> _Parts of the exercise_
(1) Using the lifeline inspection tips, answer these:
(a) How often should lifelines be inspected?
(b) What can some pelican hooks accept to keep the bill from opening?
(c) What should be used to correct misalignment between the wire and the load?
(2) List every item that the lifeline inspection tips name as a possible weakest link in a lifeline system.
(3) Carry on the lifeline inspection tips from their last sentence.

> _Supplied text_
Lifeline inspection tips
Lifelines form a safety perimeter around your boat and should be inspected on an annual basis. Preventive maintenance is not just a prudent boating practice, but in the case of lifeline systems it could be a lifesaver. Here are a few tips to review for your annual lifeline checkup:
- Tape all opening fittings (pelican hooks) so that they cannot open accidentally. Some hooks can accept a cotter pin to keep the bill from opening up.
- Make sure that adjustable fittings are secured by their lock nuts. If secured with split rings, make sure the rings are intact and taped off with rigging tape.
- Inspect all swages to make sure there is no fatigue, cracking or corrosion damage at the wire.
- Check stanchion bases for cracks, damage and movement.
- Ensure that there is good alignment between the wire and the load, and use a toggle jaw or other universal fitting to correct misalignment.
- Lifelines can only be as strong as their weakest link, which could be the stanchions’ attachments to the hull (glued and thru-bolted), loose lifeline terminals, or the small diameter stainless wire, which often is used as an attachment to the pulpit or pushpit.

> _Rows_
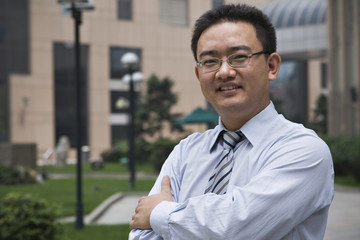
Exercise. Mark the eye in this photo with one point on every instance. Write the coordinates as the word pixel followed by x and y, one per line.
pixel 238 58
pixel 209 62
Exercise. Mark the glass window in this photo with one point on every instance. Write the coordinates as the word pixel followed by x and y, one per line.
pixel 4 111
pixel 119 99
pixel 174 12
pixel 117 70
pixel 217 3
pixel 125 9
pixel 65 93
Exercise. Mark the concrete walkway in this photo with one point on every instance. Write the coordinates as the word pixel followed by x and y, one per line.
pixel 344 215
pixel 343 222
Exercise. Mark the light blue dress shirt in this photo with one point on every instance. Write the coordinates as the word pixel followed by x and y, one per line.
pixel 281 186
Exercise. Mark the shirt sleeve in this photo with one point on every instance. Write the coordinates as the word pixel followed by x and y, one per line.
pixel 169 168
pixel 295 183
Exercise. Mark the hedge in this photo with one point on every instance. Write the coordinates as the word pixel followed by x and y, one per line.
pixel 345 151
pixel 25 217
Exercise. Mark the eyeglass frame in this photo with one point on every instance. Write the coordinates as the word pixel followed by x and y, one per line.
pixel 220 60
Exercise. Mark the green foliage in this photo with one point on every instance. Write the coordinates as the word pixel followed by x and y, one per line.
pixel 155 108
pixel 11 175
pixel 113 155
pixel 25 217
pixel 96 232
pixel 159 151
pixel 63 191
pixel 345 151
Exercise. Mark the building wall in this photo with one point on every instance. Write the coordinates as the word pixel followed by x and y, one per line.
pixel 165 52
pixel 343 70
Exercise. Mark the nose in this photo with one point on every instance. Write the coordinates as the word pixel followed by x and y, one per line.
pixel 225 71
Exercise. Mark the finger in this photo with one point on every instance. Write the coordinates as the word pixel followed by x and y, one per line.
pixel 165 185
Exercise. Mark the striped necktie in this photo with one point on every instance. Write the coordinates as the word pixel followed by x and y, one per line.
pixel 220 178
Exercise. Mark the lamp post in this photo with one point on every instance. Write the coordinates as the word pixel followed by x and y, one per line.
pixel 131 62
pixel 76 7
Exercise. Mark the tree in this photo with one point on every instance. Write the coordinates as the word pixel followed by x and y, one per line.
pixel 155 108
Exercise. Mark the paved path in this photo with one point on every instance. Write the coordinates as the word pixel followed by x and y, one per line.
pixel 344 216
pixel 343 223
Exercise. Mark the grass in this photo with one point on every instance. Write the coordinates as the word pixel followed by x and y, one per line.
pixel 96 232
pixel 348 181
pixel 63 191
pixel 108 168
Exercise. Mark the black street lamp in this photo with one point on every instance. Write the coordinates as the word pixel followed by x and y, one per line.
pixel 131 61
pixel 76 7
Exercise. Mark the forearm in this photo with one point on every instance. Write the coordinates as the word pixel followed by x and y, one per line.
pixel 270 206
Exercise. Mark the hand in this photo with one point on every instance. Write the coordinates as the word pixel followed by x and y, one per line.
pixel 141 218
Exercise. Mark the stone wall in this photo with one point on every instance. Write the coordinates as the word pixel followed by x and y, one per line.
pixel 23 154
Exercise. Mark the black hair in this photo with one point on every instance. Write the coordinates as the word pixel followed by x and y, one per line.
pixel 265 31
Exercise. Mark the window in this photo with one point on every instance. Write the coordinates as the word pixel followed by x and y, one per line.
pixel 117 70
pixel 217 3
pixel 174 12
pixel 125 9
pixel 119 93
pixel 65 93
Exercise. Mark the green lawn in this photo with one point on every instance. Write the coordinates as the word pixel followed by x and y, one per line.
pixel 348 181
pixel 96 232
pixel 108 168
pixel 63 191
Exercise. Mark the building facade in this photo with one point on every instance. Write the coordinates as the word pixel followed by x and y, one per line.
pixel 344 67
pixel 37 96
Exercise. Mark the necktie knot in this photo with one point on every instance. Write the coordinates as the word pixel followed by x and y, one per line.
pixel 230 139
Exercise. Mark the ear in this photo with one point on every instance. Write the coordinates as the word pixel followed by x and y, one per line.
pixel 197 72
pixel 274 61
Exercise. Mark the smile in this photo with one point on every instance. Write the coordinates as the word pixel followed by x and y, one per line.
pixel 228 88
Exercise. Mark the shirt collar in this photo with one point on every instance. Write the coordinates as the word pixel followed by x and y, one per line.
pixel 253 130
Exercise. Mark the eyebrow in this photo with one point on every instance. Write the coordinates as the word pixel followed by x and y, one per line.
pixel 229 50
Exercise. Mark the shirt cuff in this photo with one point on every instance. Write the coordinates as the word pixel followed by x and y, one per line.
pixel 159 218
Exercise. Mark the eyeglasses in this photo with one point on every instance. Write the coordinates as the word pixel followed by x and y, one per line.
pixel 236 60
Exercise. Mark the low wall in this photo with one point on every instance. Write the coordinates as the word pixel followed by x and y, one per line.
pixel 23 154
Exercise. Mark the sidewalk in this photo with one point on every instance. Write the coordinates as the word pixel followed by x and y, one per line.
pixel 343 222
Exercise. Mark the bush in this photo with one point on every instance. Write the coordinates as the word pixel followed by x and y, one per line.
pixel 113 155
pixel 11 175
pixel 159 151
pixel 25 217
pixel 345 151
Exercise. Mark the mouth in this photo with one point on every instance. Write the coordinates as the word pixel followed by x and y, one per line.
pixel 228 88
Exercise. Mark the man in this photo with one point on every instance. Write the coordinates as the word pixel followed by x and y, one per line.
pixel 278 182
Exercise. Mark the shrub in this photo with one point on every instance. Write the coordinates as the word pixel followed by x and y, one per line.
pixel 345 151
pixel 113 155
pixel 11 175
pixel 25 217
pixel 159 151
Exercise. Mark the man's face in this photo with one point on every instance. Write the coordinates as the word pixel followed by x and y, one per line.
pixel 234 92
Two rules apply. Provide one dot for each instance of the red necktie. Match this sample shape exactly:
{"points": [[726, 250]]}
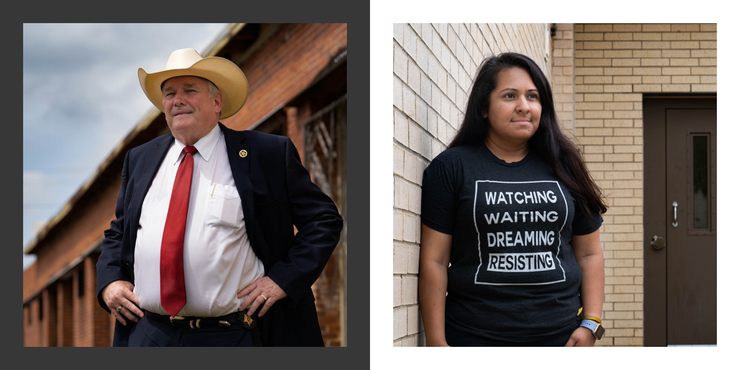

> _Final answers_
(1)
(a) On an annual basis.
(b) A cotter pin.
(c) A toggle jaw or other universal fitting.

(2)
- The stanchions' attachments to the hull (glued and thru-bolted)
- Loose lifeline terminals
- The small diameter stainless wire often used as an attachment to the pulpit or pushpit

(3)
Proper maintenance and strong stanchions are necessary precautions to make sure the system withstands the impact of a falling crewmember in a worst-case scenario.
What kind of lifeline is right for your boat?
Vinyl-coated 7x7 stainless wire: low stretch, semi-flexible, and attractive. For years, 3/16" diameter white vinyl coated wire (5/16" OD) has been the norm. It has a traditional look and a smooth feel when you lean against or grab it. Although vinyl coated wire has been the standard for many years, vinyl coating can discolor, particularly in high UV areas, and because of the coating the wire underneath is difficult to inspect.
Detail of the lifeline from the photo above. Don’t even think of leaning against this dangerously rusted wire!
Uncoated 1 x 19 wire: 3/16" diameter uncoated wire is becoming more popular and is now required on offshore racing boats. Although a little harder on the hands and body when you lean against it due to its smaller overall diameter and rougher surface, it is easier to inspect for corrosion.
High-tech rope lifelines made from Dyneema line such as Samson Amsteel are a third option. Although it’s lightweight, UV-resistant and extremely strong (7400lb. tensile strength vs. 3700lb. for 3/16" vinyl coated wire), Dyneema is not as protected against chafe as stainless steel wire, but is very easy on the hands and body.
There are two ways to crimp a lifeline fitting onto a lifeline wire, swaging, using a large swage tool from a rigger or mast builder, or hand crimping using a stop sleeve tool. Hand-crimp terminals are easier for the boat owner; they can be applied with an appropriate tool (a.k.a. "Nicopress") while on the boat.
Hand-crimped terminals can be owner-installed, saving the cost of hiring a professional rigger. The barrels on the hand-crimped terminals do end up looking a little lumpy, but they are strong and dependable when crimped with the right tool.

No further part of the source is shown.